◆ **BRIEF**
Without omitting anything, write out the listing below precisely.

◆ **WORKING DATA**
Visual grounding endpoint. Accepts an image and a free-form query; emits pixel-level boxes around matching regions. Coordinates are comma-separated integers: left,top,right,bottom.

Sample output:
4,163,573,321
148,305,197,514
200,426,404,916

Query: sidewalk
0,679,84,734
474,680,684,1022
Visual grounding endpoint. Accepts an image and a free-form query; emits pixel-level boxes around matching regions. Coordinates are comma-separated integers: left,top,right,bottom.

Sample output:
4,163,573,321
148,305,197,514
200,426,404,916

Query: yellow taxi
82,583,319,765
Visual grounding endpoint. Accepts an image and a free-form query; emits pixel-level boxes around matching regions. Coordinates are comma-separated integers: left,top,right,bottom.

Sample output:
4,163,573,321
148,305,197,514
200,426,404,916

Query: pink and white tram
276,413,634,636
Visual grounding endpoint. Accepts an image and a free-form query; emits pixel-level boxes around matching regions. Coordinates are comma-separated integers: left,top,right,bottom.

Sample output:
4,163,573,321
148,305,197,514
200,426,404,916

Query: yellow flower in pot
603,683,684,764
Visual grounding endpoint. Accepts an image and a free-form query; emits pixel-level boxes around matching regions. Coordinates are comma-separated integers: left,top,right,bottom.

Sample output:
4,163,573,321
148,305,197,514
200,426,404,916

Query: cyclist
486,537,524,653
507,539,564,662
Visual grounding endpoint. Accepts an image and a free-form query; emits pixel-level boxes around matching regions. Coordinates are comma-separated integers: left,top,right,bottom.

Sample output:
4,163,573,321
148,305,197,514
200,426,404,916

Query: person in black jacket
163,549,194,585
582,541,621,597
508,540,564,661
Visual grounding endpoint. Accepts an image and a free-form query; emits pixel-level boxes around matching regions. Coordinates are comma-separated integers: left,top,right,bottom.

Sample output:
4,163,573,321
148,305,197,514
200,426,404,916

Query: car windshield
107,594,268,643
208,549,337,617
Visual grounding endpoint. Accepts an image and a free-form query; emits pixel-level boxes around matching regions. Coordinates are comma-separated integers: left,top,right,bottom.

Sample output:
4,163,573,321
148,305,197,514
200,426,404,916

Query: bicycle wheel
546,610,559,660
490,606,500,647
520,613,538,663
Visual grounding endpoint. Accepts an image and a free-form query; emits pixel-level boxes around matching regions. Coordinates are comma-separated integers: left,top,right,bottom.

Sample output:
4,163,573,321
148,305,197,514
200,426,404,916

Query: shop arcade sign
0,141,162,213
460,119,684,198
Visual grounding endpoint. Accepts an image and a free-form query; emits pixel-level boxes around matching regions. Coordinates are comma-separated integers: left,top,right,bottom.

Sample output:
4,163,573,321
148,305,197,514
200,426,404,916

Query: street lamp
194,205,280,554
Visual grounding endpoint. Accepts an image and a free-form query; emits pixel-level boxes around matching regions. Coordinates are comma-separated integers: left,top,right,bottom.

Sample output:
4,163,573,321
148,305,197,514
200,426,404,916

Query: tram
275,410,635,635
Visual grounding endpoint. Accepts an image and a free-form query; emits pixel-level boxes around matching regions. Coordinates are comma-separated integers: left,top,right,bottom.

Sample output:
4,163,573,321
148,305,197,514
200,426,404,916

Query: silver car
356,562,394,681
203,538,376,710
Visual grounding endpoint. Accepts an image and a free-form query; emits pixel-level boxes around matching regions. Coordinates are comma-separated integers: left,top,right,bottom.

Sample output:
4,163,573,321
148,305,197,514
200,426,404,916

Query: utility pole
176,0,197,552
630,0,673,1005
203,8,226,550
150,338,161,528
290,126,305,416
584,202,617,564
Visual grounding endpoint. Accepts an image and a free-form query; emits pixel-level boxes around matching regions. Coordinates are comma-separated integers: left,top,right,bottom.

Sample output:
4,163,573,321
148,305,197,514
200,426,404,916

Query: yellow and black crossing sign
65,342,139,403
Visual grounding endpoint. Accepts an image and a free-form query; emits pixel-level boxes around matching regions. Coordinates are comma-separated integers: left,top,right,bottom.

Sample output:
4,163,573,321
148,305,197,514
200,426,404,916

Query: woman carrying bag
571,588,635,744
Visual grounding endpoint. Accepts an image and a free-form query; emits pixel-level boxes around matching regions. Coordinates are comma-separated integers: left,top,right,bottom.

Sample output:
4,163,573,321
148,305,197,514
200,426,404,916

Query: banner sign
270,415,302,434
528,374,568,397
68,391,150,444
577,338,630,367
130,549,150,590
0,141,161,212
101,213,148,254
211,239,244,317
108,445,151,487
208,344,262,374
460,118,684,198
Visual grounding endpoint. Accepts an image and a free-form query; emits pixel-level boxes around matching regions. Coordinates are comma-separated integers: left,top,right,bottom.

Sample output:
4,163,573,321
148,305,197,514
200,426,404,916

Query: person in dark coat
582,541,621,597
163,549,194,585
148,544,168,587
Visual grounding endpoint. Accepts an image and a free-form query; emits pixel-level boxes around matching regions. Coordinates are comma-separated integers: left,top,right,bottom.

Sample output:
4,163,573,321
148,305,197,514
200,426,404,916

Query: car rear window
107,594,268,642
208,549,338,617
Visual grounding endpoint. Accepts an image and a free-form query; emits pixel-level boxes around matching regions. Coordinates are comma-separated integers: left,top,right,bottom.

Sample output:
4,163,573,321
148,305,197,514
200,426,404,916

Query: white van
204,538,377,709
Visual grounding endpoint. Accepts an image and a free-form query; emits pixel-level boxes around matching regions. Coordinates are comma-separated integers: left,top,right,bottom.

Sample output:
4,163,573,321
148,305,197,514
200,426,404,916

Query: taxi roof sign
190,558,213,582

◆ **ANSWER BOX**
Visual grounding endpoint. Accepts an image and a free-form query; emits pixel-level boxes around matching regions. Coordinates are comma-separated integers: left,top,right,bottom.

Sample output:
4,163,573,321
148,305,197,514
200,426,404,916

Query: sidewalk
0,679,84,734
474,680,684,1022
Visual grounding endpoint. Accepts an image and a free-form query; emits pixel-level boxes around matching regions. Coordinates are comma-separated integers: left,top,right,bottom.

Sample output:
4,163,573,321
148,305,197,514
200,426,404,916

Query: yellow taxi
82,583,319,765
Visual grounding endpoint. Accepts an image and a free-form query; emits pixel-level boxes around matching regions. Coordinates are comma-separated integers: left,top,right,bottom.

Sample output:
4,163,573,321
148,305,197,514
200,426,404,916

Query: pink and white tram
276,413,634,636
Visual grounding endpoint. Accepts an image and a free-form query; emits pixel-level boxes around matching regions. Coordinates are comma-separated integers: left,top,right,bottom.

Sample output:
4,163,573,321
148,305,197,514
200,426,404,916

Query: yellow flower in pot
603,683,684,764
Visual grounding endpoint. Accepts an image and a free-form query; emits pixel-level boxes around matching regions. Coordinates are comma-separated integers: left,top,right,bottom.

Sample output:
4,163,573,321
148,305,197,514
200,426,404,916

Query: cyclist
486,537,524,653
507,539,564,662
Visual grounding endpoint. Accepts an image and a free-form query; emits pixel-level boxes around matching regions. Coordinates are comma-separated integers: left,top,right,bottom.

Sample output:
4,163,573,321
148,305,197,514
200,426,404,916

Query: person in black jacket
163,549,194,585
582,541,621,597
508,540,564,661
Visual grounding endpoint. Accepts an image and a free-form query; emits pixel-level boxes around matching regions. Coordinates are comma-separated integers: left,top,right,bottom.

Sample output:
4,163,573,321
148,305,197,514
200,426,404,916

Query: car windshield
107,594,268,643
208,549,337,617
Visual grounding endpoint. Accepts an image and a free-form query; emits pixel-level boxes around matching regions. Coordinates are comma-separated integers: left,top,right,bottom.

Sample output:
4,163,573,321
148,305,197,514
200,426,404,916

Query: bicycle wheel
546,610,559,660
490,606,500,647
520,613,538,663
Visual grounding endpoint. Accepts an image and a free-form query; emits pixel-level boxes around matching regions. Coordinates are comma-separated integers: left,top,right,bottom.

Sample output:
4,163,573,321
148,305,197,514
200,426,404,916

Query: shop arcade sign
0,141,162,213
460,119,684,198
Visual grounding endpoint. Accepts an image and a free-form query; emits pixel-level boxes around matching regions. Coordinates are comma-separated integers: left,top,right,bottom.

Sample output:
4,163,573,321
148,305,197,514
200,426,404,916

Query: street lamp
194,205,280,554
Visual grounding endpoint. Accepts an image and a free-form query; emits pixel-level boxes around matching regions. Coordinates are comma-separated integers: left,top,right,bottom.

Sample output:
4,163,573,321
148,305,197,514
200,426,404,916

Query: tram
275,410,635,635
Visual grounding endpoint. Accepts an image and a free-form query; emits pixel-level boxes around matching regions. Coordinates are comma-separated integers: left,top,right,bottom.

Sample output:
4,163,573,321
148,305,197,514
200,426,404,916

Query: silver car
356,562,394,681
203,538,376,710
Visual grounding endpoint. Accepts an image and a free-form query; emits pixel-level boxes around matching regions. Coordinates are comma-separated integers: left,top,right,bottom.

Sample output:
4,163,573,321
148,305,197,514
200,426,404,916

Query: utility pole
176,0,197,552
630,0,673,1005
203,8,226,550
150,338,161,528
290,126,305,416
584,202,617,564
Visual grounding endpoint. Accepts an image and a free-form query; emits pixel-level boxes around matching regions. Coordinates are comma-separated integers: left,top,right,bottom.

Sample output:
4,163,573,321
148,305,197,514
200,426,404,916

Query: yellow and black crossing sign
65,342,139,403
Visual grounding endpoint. Accepts an image and a free-form query; emits pixel-level boxes around matching regions. Coordinates are comma-separated integers: left,top,right,bottom.

Sample output:
4,163,573,321
148,305,197,514
200,426,404,916

Query: woman carrying bag
571,588,635,744
Visual grounding endpoint. Accepts an image and a free-form query; emits pixel-level boxes around matching regions. Coordinates are comma-separated integers: left,top,right,bottom.

Sample output:
4,163,573,321
148,305,197,514
200,426,404,916

Query: banner sign
270,415,302,434
528,374,568,397
68,391,150,444
577,338,630,367
130,549,150,590
0,141,161,212
101,213,148,254
211,239,244,317
108,445,151,487
208,344,262,374
460,118,684,198
Visual grounding endpoint. Accepts an image and a free-form query; emits pixel-level boxes around matching regions. Coordinates are comma-separated integers: left,top,right,bottom.

Sample output:
4,163,573,321
148,305,197,514
200,426,404,916

Query: person in dark coat
582,541,621,597
163,549,194,585
148,544,168,587
Visual grounding endpoint. Accepts an image and a free-form query; emits pixel-level boxes around matching regions. Coordinates are comma-separated integers: left,top,right,bottom.

Sample output:
4,163,573,321
148,305,197,514
200,426,404,916

Query: car rear window
107,594,268,642
208,549,338,617
Visual grounding endpoint. Accepts an image and a free-form query; emits pixel-level boxes around matching regions. Coordinates are comma-separated integers: left,top,right,bottom.

Sample output:
4,163,573,321
148,305,197,514
200,426,404,916

Query: white van
204,538,377,709
Visual grounding endpoint. Accepts an image and a free-form query; emits pixel-level boxes around matching regions. Coordinates are comma-separated integers: left,top,right,bottom.

Sample output:
4,163,573,321
148,305,197,514
200,426,404,916

Query: taxi roof sign
190,558,213,582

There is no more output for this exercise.